What you will do => The response must reproduce every record in full.

Dataset =>
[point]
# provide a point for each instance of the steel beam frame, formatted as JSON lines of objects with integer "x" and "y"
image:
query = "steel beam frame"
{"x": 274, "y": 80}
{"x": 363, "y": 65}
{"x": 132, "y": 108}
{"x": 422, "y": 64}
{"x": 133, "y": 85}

Answer section =>
[point]
# provide a point for each instance of the steel beam frame, formatted as JSON lines of objects with integer "x" and "y"
image:
query = "steel beam frame"
{"x": 274, "y": 80}
{"x": 363, "y": 65}
{"x": 132, "y": 108}
{"x": 422, "y": 64}
{"x": 133, "y": 85}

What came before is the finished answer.